AANGELEVERD MATERIAAL =>
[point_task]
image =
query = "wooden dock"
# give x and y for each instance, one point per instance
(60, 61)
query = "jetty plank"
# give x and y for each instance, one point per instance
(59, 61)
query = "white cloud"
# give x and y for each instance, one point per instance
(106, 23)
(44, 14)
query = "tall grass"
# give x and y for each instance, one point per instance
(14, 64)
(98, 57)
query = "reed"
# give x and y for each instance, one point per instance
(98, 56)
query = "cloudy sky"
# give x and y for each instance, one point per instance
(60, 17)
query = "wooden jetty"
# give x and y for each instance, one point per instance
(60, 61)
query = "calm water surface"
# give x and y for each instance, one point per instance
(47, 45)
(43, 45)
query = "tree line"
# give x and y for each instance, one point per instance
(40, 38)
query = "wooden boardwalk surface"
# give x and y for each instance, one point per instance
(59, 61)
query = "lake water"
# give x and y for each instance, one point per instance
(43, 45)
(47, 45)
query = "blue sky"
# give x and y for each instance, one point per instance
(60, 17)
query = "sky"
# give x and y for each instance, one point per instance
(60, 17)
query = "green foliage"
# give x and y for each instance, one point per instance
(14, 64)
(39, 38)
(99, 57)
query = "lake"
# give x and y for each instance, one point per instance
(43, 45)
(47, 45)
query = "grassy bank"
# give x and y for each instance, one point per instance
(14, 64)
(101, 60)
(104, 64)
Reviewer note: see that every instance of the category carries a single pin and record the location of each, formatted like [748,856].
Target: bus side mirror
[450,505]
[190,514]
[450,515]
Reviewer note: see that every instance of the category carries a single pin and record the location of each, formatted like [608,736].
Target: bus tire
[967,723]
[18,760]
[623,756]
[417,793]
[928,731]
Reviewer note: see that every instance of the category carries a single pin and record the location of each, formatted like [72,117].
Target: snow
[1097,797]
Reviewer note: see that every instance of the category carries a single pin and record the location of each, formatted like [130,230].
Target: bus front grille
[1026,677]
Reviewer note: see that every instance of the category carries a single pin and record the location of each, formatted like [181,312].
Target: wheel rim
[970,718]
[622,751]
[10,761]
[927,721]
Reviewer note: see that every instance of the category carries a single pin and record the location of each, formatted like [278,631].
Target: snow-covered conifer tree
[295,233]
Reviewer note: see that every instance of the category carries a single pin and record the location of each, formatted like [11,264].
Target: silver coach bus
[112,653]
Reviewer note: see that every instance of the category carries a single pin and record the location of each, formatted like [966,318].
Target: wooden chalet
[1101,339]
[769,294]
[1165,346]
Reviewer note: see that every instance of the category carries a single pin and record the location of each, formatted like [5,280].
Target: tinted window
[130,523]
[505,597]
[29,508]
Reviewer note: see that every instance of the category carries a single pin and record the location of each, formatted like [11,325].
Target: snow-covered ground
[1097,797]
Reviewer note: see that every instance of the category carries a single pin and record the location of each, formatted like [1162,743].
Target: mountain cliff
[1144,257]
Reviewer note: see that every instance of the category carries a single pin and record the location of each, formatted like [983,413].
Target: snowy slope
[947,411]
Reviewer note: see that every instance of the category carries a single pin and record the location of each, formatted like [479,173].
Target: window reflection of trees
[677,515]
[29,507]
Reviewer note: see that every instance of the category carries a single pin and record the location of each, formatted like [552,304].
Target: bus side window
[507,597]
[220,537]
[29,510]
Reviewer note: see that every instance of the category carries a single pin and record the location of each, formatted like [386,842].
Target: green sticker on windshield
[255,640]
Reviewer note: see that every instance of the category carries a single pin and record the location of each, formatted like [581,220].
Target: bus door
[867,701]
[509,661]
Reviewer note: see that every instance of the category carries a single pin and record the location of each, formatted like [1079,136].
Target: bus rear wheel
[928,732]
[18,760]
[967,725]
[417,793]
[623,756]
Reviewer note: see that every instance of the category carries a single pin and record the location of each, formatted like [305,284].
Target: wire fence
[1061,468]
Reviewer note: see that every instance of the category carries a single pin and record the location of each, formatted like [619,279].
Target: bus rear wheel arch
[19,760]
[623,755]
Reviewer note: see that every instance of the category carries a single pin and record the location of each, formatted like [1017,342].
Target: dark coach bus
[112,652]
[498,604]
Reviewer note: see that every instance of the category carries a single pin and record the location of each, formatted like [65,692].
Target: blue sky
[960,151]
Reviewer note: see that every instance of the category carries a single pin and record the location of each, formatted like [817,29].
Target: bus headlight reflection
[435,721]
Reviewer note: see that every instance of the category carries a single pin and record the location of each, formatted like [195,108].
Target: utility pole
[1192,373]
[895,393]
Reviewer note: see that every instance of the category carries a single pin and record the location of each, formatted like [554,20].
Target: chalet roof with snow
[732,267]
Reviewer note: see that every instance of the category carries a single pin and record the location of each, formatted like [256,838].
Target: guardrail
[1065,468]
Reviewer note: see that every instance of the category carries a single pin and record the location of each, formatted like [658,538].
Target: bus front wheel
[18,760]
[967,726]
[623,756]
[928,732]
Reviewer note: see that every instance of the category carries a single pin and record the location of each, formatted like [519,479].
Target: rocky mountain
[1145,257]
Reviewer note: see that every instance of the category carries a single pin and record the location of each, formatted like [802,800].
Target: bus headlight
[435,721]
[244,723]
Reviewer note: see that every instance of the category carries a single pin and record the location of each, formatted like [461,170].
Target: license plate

WAT NODIG IS => Vervang in alle records hierboven "cloudy sky" door "overcast sky" en geef de regels opnieuw. Laat al het overige ongewijzigd.

VOLLEDIG ANTWOORD =>
[point_task]
image =
query = "wooden dock"
# give x and y for each instance, one point per instance
(60, 61)
query = "jetty plank"
# give x and y for each instance, one point per instance
(59, 61)
query = "white cloud"
# give x and y for each instance, one point per instance
(106, 23)
(44, 14)
query = "tall grass"
# give x and y for each instance, one point per instance
(14, 64)
(98, 57)
query = "reed"
# give x and y for each instance, one point per instance
(98, 56)
query = "overcast sky"
# give x and y for each instance, one point per instance
(60, 17)
query = "wooden jetty"
# give x and y for each instance, one point per instance
(60, 61)
query = "calm water surface"
# give x and y for each instance, one point per instance
(47, 45)
(43, 45)
query = "tree line"
# give x and y for each instance, one point per instance
(40, 38)
query = "wooden boardwalk surface"
# give x and y for each instance, one point per instance
(59, 61)
query = "lake water"
# give x and y for each instance, one point per instance
(43, 45)
(47, 45)
query = "blue sky"
# give x and y for each instance, one point per instance
(60, 17)
query = "sky"
# give x and y for each instance, one point per instance
(60, 17)
query = "green foliage"
# give x and y for each instance, one point per instance
(14, 64)
(39, 38)
(99, 57)
query = "lake"
# give x and y for each instance, one point per instance
(43, 45)
(47, 45)
query = "grassy bank"
# give x and y for each instance, one point per instance
(14, 64)
(101, 60)
(104, 64)
Reviewer note: see that every instance of the category carries a single pin and record the location of each, formatted like [748,856].
Target: bus side mirror
[450,505]
[190,514]
[450,515]
Reviewer note: see that every instance of the category carries a single pin and record the location of each, formatted like [608,736].
Target: bus tire
[967,723]
[18,760]
[623,756]
[417,793]
[928,731]
Reviewer note: see that every instance of the category carries a single pin and record the location of each, formatted like [72,117].
Target: snow
[1097,797]
Reviewer note: see that every instance of the category carries a single pin and record the location of each, formatted like [130,230].
Target: bus front grille
[1026,677]
Reviewer note: see that every instance of the category carries a single pin and record the location of each, formatted like [181,312].
Target: wheel rim
[970,718]
[622,751]
[10,761]
[927,721]
Reviewer note: see that every instance of the category carries a single pin and record the location of each, formatted like [278,631].
Target: snow-covered conifer tree
[295,233]
Reviewer note: see that every instance of the category carries a single pin and record the location of each, formatted like [11,264].
Target: silver coach bus
[112,653]
Reviewer note: see that every instance of the category carries a single pin and record the location of each, formatted like [966,318].
Target: wooden chalet
[1101,339]
[769,294]
[1165,346]
Reviewer note: see that every instance of the category carries a single pin and record the location of each, formatted like [5,280].
Target: tinted window
[130,523]
[505,597]
[29,508]
Reviewer note: see that every instance of the category carries a single pin and record the location of each, formatted like [11,325].
Target: snow-covered ground
[1097,797]
Reviewer note: see that every instance of the category carries a single pin and record the location of each, formatted like [1162,743].
Target: mountain cliff
[1144,257]
Reviewer note: see that every instance of the category carries a single pin and record the location of each, formatted like [983,413].
Target: snowy slope
[947,411]
Reviewer note: see that every instance of the category carries a single pin and record the location of each, formatted like [479,173].
Target: window reflection of trees
[677,515]
[29,507]
Reviewer note: see that every instance of the category carries a single pin and record the location of each, formatted like [552,304].
Target: bus side window
[507,597]
[220,537]
[29,510]
Reviewer note: see that every instance of the category carries a single pin and record the location of each, formatted like [386,842].
Target: green sticker on windshield
[255,640]
Reviewer note: see that every instance of the category carries a single pin and record the location of each, formatted like [581,220].
Target: bus door
[867,701]
[509,661]
Reviewer note: see that every instance of the category carries a single pin and record the location of each, formatted like [1079,136].
Target: bus rear wheel
[928,732]
[18,760]
[967,725]
[417,793]
[623,756]
Reviewer note: see that every instance of the category carries a single pin and record the location of each, formatted like [305,284].
Target: wire fence
[1061,468]
Reviewer note: see that every instance of the category carries a single pin and record the location of each, formatted like [619,279].
Target: bus rear wheel arch
[19,760]
[623,755]
Reviewer note: see that every instance of the category carries a single pin and record the location of each, formatted like [1017,342].
Target: dark coach bus
[112,652]
[498,604]
Reviewer note: see that every instance of the category carries a single pin and record the location of each, formatted like [65,692].
Target: blue sky
[960,151]
Reviewer note: see that every instance of the category carries a single pin and record the location of each, formatted like [817,29].
Target: bus headlight reflection
[435,721]
Reviewer note: see that every instance of the category carries a single pin and record the location of each, formatted like [195,108].
Target: utility pole
[1192,373]
[895,393]
Reviewer note: see that every instance of the category carries a single pin and record the location of each, formatted like [554,20].
Target: chalet roof with snow
[732,267]
Reviewer note: see that every instance of the category carries a single pin and record the location of each, formatted like [256,838].
Target: guardrail
[1065,468]
Reviewer note: see that every instance of the category carries a single pin and record the location of each, formatted like [658,538].
Target: bus front wheel
[18,760]
[967,726]
[623,756]
[928,732]
Reviewer note: see that every instance of the category carries a single pin and record the location of each, formatted like [519,479].
Target: rocky mountain
[1145,257]
Reviewer note: see that every instance of the category carries a single pin and record the location of each, formatted like [802,800].
Target: bus headlight
[435,721]
[244,723]
Reviewer note: see that every instance of the category carries a single pin and record the location of each, formatted like [461,170].
Target: license plate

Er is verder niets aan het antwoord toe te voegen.